▸ **Exercise directions**
Report every line of the listing that contains the string "Target", matching case exactly.
Start of Stored data
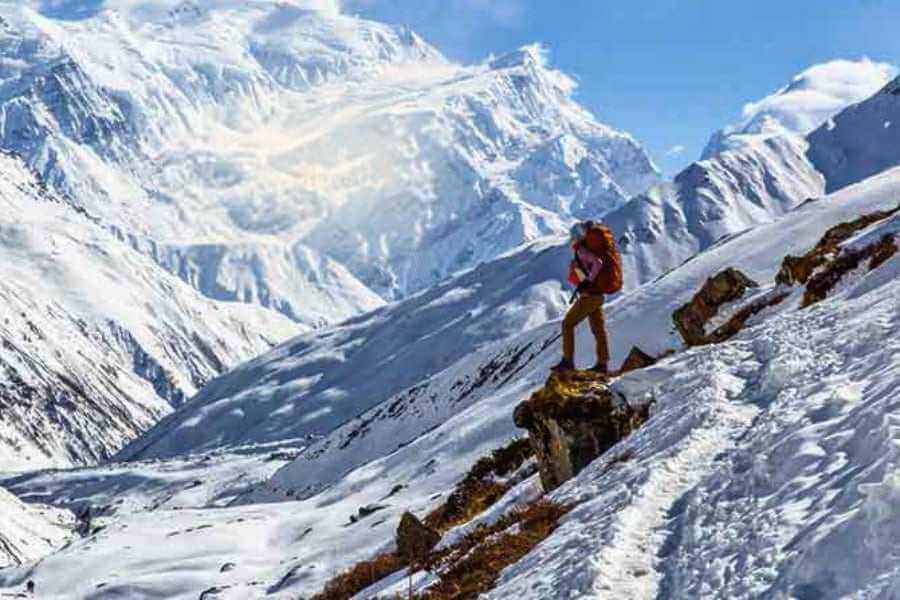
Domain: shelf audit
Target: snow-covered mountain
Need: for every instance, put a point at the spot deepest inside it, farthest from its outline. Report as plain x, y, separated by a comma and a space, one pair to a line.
End of Stored data
Start of Stored data
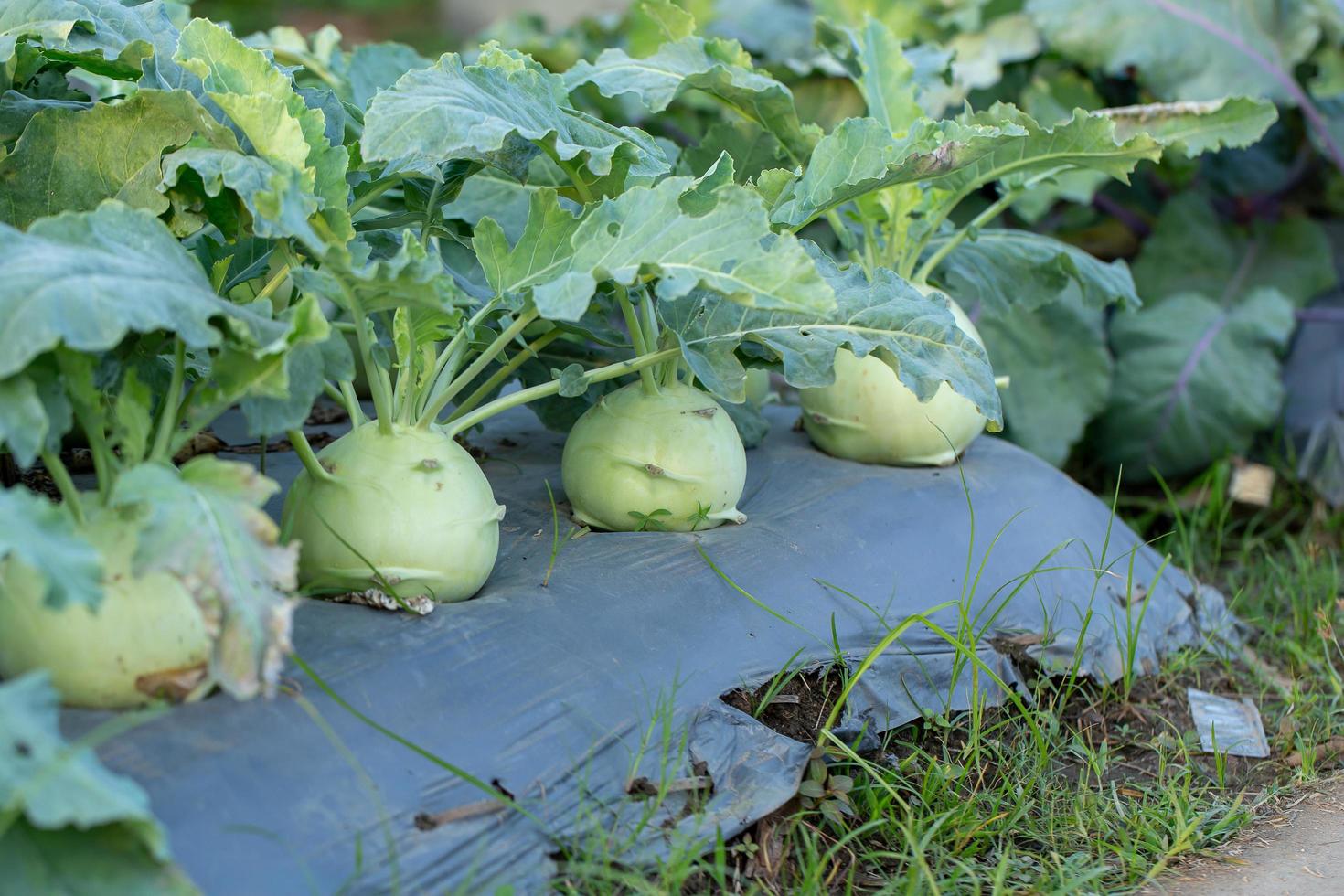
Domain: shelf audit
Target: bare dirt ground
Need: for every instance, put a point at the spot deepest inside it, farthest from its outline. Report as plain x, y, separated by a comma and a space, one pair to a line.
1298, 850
End of Stored data
Start of Stored data
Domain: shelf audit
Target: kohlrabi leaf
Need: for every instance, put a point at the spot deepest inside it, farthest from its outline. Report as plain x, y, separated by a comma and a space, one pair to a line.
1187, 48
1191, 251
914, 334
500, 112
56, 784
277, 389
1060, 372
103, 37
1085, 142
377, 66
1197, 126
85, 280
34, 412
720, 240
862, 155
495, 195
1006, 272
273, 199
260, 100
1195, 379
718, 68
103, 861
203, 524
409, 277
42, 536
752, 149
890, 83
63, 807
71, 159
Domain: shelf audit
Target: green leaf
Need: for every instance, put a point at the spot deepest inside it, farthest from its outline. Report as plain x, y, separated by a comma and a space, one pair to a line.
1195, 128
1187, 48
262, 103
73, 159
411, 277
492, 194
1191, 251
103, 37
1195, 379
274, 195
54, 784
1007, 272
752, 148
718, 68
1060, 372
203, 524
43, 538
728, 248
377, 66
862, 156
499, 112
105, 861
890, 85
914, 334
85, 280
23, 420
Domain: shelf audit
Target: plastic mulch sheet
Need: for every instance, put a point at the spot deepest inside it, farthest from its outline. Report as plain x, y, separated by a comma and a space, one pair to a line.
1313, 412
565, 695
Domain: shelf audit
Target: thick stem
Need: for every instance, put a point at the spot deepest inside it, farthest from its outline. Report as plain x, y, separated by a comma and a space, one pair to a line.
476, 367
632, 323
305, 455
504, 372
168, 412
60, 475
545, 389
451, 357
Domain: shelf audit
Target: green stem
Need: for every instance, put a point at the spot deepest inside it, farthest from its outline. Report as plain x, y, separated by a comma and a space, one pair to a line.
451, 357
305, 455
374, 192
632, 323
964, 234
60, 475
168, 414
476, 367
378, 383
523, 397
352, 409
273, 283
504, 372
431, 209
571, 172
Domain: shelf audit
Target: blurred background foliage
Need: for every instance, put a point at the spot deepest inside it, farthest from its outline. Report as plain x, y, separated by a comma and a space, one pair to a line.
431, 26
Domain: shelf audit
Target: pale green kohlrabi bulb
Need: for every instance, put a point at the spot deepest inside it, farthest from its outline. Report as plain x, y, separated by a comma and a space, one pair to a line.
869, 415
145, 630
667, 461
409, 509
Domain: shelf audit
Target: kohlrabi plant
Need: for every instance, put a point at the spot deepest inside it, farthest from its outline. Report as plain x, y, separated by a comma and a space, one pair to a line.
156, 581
End of Stored data
▸ **Complete answer**
Target: snow-covered mountain
Target: bare dirt ground
Target: kohlrabi leaf
Target: green leaf
Target: plastic mulch sheet
Target: thick stem
Target: green stem
Target: blurred background foliage
Target: pale green kohlrabi bulb
Target: kohlrabi plant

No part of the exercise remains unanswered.